_Records for this exercise_

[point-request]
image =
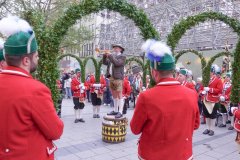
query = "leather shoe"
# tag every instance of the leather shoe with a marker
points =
(119, 115)
(112, 113)
(211, 133)
(203, 122)
(206, 131)
(81, 120)
(222, 125)
(230, 128)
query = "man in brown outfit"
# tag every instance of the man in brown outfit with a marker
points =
(115, 63)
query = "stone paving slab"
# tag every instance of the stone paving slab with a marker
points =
(84, 140)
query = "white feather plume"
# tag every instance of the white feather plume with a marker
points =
(156, 48)
(1, 43)
(12, 24)
(159, 49)
(147, 44)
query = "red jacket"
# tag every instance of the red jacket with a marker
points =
(28, 120)
(226, 92)
(102, 82)
(215, 86)
(126, 88)
(76, 89)
(159, 116)
(236, 114)
(189, 85)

_Exercise requirements_
Return the entries above in full and unchanged, omitting every image.

_Solved problem_
[point-request]
image =
query = "leather shoe"
# tag every instance of the leather shoe with a marker
points =
(119, 115)
(112, 113)
(211, 133)
(203, 122)
(206, 131)
(81, 120)
(222, 125)
(230, 128)
query = "man in brown outfit"
# tag every instance of the man in brown outfit with a marker
points =
(115, 63)
query = "stone paving slab"
# tag every instance of the stone paving slab with a marker
points =
(84, 140)
query = "white feather plume"
# tag every instance of the white feather plume with a marker
points =
(156, 48)
(1, 43)
(12, 24)
(159, 49)
(147, 44)
query = "red jacket"
# tag every instance of the red jacket with a marker
points =
(28, 120)
(226, 92)
(102, 82)
(215, 86)
(126, 88)
(76, 89)
(159, 116)
(236, 114)
(189, 85)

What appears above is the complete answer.